Die ersten Schiffe bei denen dieser Spagat zwischen gekrümmter Außenform und optimaler Innengestaltung in Form eines
durchgehenden und damit voll nutzbaren Decks gelang waren deshalb eine technische Revolution.
Sie wurden dadurch berühmt ... zum Teil über die Jahrhunderte bis heute.

Bei den meisten Modellen wird der Sprung nicht gebaut weil man ihn nachher eh niemals sieht ... wozu also die Mühe ?
Viele sind an der Stelle her nur ein massiver Holzblock oder Riesenspanten die nur die äußere Form ermöglichen sollen.
Deshalb wird man den Sprung nur bei teils offenen oder Schnittmodellen darstellen ... aber die sind eher selten.

Just my 2 Cents
Grüße aus dem "Wilden Süd-Westen"
Markus

"When all else fails ... Read the instructions" ( LINDBERG 1965 )

Youth, talent, hard work, and enthusiasm are no match for old age and treachery !
( In memoriam Prof. John A. Tilley, † 20.07.2017 )

6

Freitag, 12. Juni 2015, 12:23

Hi Showrodder,

danke für deine 5 Cent!

Bei den meisten Modellen wird der Sprung nicht gebaut weil man ihn nachher eh niemals sieht ...


Doch, genau dadurch bin ich drauf gekommen. Mit dem Deck ergeben sich halt die Aufstellungs höhen der Kannonen. Damit ergeben sich die Pforten. Und damit sehr wohl das Äußere erscheinungsbild.

Ich habe beim Bau meines Schiffchens extra den Deckssprung dargestellt weil mir die geschwungene Linie des Pfortenverlaufes so gefällt. Auf der anderen seite ist gerade der Pfortenverlauf hier zuletzt heiß diskutiert worden.

> _AUFGABEN_:
**A)** Stimmen diese Aussagen mit dem Text zum Deckssprung überein? Antworte jeweils mit Ja oder Nein und zitiere die entscheidenden Worte wörtlich. (i) Bei den meisten Modellen wird der Sprung gebaut. (ii) Teils offene Modelle und Schnittmodelle sind eher selten. (iii) Beim Bau des eigenen Schiffchens wurde der Deckssprung bewusst dargestellt.
**B)** Was ergibt sich laut dem Text zum Deckssprung Schritt für Schritt aus dem Deck? Zähle alles in der Reihenfolge und mit den Worten des Textes auf.
**C)** Schreib den Text zum Deckssprung nach seinem letzten Satz weiter.

> _GEGEBENE ZEILEN_:
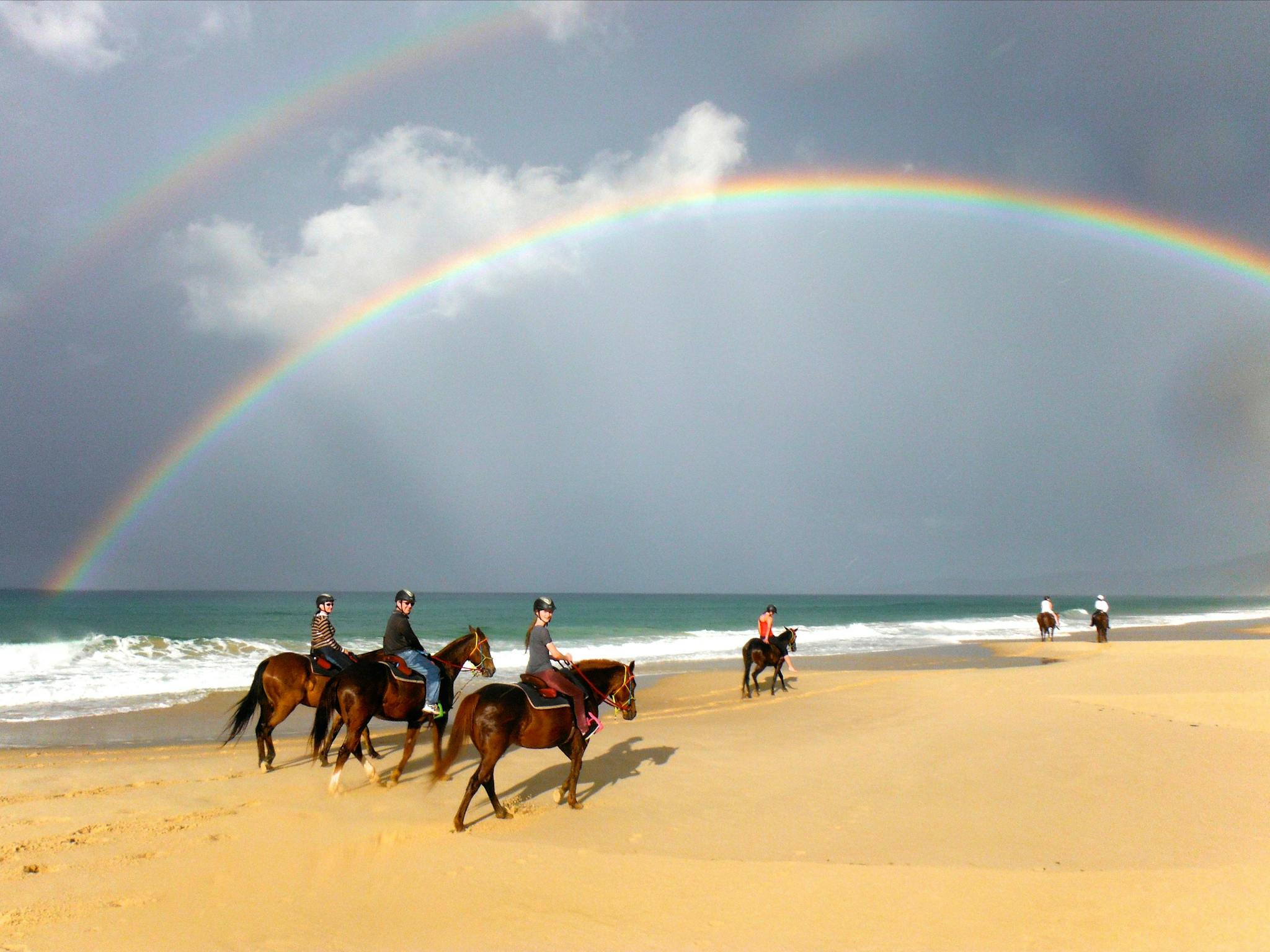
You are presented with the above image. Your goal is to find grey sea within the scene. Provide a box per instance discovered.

---

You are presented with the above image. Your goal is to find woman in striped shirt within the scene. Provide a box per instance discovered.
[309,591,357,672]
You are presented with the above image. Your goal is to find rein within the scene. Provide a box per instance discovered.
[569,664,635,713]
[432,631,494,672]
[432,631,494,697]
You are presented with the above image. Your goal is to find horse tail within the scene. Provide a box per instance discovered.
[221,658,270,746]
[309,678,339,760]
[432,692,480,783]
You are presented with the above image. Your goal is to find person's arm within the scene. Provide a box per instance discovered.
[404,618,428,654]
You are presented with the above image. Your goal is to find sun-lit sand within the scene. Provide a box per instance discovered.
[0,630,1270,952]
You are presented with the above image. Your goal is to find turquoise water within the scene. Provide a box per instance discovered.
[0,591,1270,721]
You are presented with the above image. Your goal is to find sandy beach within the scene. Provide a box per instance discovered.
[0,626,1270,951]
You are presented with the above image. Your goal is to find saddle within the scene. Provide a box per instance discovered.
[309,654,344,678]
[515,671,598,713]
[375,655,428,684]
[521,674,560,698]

---

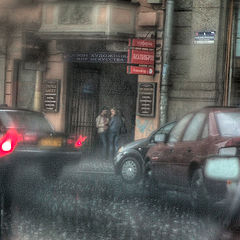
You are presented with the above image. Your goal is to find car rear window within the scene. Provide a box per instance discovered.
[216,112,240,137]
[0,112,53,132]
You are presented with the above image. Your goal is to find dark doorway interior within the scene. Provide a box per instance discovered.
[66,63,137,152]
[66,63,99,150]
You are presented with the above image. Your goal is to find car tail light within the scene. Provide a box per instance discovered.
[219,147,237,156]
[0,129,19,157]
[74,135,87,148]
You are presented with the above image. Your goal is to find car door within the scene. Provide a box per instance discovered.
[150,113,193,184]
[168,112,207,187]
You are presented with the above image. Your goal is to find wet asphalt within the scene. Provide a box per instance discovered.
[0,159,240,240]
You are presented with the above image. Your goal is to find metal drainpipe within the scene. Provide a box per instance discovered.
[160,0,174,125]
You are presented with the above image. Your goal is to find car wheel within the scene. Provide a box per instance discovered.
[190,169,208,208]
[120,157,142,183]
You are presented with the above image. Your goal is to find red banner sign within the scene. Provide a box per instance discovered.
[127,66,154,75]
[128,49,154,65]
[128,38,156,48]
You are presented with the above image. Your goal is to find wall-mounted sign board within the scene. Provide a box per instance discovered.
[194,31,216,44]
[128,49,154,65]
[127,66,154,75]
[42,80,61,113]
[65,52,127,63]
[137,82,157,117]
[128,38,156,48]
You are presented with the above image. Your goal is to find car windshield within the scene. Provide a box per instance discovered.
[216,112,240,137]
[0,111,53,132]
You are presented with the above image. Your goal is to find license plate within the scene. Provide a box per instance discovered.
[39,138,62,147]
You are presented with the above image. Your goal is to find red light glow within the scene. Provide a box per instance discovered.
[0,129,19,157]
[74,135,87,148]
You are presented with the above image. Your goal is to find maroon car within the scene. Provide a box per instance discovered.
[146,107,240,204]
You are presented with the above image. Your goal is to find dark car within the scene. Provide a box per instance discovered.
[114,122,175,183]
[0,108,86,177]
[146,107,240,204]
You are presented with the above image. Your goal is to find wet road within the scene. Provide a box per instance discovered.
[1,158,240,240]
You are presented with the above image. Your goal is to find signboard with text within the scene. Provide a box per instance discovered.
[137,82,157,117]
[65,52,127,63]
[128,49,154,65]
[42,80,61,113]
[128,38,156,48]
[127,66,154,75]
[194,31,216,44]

> _LÖSUNGEN_:
**A)**
(i) Nein: „Bei den meisten Modellen wird der Sprung nicht gebaut weil man ihn nachher eh niemals sieht“
(ii) Ja: „Deshalb wird man den Sprung nur bei teils offenen oder Schnittmodellen darstellen ... aber die sind eher selten.“
(iii) Ja: „Ich habe beim Bau meines Schiffchens extra den Deckssprung dargestellt“

**B)**
1. die Aufstellungs höhen der Kannonen
2. die Pforten
3. das Äußere erscheinungsbild

**C)**
Unterm strich gehts aber daraum. War in Echt so...muss auch ans Model wenn man sich an der realität orientiert.

7

Samstag, 13. Juni 2015, 11:47

Oh dann hatte ich Dich teils falsch verstanden ...
ich hatte mich eher auf entsprechend gebogen gebaute Decks bezogen ...
die sind echt selten weil es der jeweilige Bausatz von seiner Konstruktion her gar nicht vorsieht.
Da werden ja quasi nur die entsprechenden Pforten am vorgesehenen Ort simuliert.

Aber einen leicht geschwungenen Pfortenverlauf findet man hier doch immer wieder in den Modellen.
So selten ist das doch nicht, oder ?

Wenn sich die Verlaufslinien von Barkhölzern und Pforten kreuzen empfindet das Auge das manchmal als wenig harmonisch.
Kommt sehr aufs Vorbild an ... manchmals siehts in Skizzen Van de Veldes sogar so aus als wären
die Pforten im Verlauf bolzgerade und würden am Heck sogar nach unten wegrutschen ...
Grüße aus dem "Wilden Süd-Westen"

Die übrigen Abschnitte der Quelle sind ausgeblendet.